TASK STATEMENT –
Return, word for word, only the lines of the data below that lie between the line with "segments, placing one marker per instance" and the line with "Target: lemon slice", those two lines included.

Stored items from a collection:
# # # # #

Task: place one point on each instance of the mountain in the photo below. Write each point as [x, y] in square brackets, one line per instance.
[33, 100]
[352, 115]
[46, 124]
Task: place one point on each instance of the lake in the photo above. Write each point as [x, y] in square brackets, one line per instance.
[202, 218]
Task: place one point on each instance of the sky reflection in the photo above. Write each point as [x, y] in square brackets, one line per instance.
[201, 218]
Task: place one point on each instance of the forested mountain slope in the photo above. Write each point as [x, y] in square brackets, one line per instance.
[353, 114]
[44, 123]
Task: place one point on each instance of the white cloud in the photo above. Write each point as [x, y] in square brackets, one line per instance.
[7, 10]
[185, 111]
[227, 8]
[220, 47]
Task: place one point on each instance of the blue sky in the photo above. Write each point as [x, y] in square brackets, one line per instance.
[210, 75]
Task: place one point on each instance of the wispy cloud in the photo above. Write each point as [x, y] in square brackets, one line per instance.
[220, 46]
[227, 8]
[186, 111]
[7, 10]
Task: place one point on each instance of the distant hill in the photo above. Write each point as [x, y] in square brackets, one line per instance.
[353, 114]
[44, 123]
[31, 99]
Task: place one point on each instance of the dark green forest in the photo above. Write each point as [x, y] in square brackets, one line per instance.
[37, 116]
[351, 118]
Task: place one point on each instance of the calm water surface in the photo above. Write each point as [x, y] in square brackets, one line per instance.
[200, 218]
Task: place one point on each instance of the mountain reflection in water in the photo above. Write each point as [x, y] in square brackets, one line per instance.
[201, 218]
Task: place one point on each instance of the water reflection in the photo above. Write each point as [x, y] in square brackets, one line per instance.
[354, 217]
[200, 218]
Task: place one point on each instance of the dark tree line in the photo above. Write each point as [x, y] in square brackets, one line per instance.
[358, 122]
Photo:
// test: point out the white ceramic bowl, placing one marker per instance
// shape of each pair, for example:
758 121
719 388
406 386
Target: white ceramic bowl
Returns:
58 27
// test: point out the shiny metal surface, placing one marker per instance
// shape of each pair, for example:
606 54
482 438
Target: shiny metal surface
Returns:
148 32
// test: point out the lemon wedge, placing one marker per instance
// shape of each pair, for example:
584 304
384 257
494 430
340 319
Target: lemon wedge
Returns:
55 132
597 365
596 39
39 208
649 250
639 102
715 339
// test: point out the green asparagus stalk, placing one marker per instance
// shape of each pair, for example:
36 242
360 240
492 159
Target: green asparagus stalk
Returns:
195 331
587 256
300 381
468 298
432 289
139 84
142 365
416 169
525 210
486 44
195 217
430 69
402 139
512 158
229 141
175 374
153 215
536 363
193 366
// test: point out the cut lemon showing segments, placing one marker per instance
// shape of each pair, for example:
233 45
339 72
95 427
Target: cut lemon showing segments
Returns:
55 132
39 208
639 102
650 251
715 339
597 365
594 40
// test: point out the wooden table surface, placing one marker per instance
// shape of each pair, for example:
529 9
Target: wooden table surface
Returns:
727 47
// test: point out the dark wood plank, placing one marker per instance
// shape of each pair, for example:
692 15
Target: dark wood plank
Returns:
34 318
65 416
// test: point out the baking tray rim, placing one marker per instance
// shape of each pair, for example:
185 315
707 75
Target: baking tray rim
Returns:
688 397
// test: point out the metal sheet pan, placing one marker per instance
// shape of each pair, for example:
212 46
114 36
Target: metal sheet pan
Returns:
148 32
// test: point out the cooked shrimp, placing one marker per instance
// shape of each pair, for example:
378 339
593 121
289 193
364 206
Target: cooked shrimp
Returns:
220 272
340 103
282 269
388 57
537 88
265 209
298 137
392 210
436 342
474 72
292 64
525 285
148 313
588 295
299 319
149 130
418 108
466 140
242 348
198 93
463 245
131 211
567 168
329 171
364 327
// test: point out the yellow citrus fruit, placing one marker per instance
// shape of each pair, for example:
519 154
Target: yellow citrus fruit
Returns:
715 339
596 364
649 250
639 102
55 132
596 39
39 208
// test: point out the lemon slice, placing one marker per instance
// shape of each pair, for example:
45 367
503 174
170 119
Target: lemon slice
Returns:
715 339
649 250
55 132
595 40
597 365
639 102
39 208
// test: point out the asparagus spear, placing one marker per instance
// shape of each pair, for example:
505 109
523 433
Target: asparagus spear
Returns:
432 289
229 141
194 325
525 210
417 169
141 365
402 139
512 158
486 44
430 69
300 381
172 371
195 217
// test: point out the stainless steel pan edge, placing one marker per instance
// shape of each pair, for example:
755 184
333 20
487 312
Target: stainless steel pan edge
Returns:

# # # # #

PROBLEM SOLUTION –
// test: point out the cut lemon showing segments, placing one marker per instance
// shape of each pair, for example:
233 45
339 72
95 427
Target: cut lemon showing segments
Returns:
55 132
39 208
639 102
650 251
715 339
597 365
594 40
// test: point out the wooden table surface, placing one marker per instance
// shape of each pair, for example:
529 9
Target: wooden table surface
Returns:
727 47
// test: point out the dark wood plank, placing one marker per instance
// shape of each pair, for example:
692 15
Target: dark wood plank
Returns:
34 318
65 416
// test: point out the baking tray rim, placing one marker per instance
// shape of each pair, for example:
185 315
707 75
Target: baking tray rim
Returns:
688 397
// test: point out the metal sheet pan, placing one marker per instance
// shape of each pair, for example:
212 46
114 36
Target: metal sheet pan
Returns:
148 32
// test: point out the cooked shrimp, placing one marker per instance
// shape of each pair, for example:
378 339
593 121
289 193
364 206
Target: cooked shrimp
Returns:
220 272
340 103
282 269
388 57
537 88
265 209
298 137
392 210
436 342
474 72
292 64
525 285
148 313
588 295
299 319
149 130
418 108
466 140
242 348
198 93
463 245
131 211
567 168
329 171
364 327
// test: point out the yellow citrus fruit, placing one marker per instance
// shape of each pair, for example:
519 154
Target: yellow citrus fruit
Returns:
715 339
596 364
649 250
639 102
55 132
596 39
39 208
// test: point out the lemon slice, placing one marker per instance
// shape of each pair, for example:
45 367
503 174
170 119
Target: lemon slice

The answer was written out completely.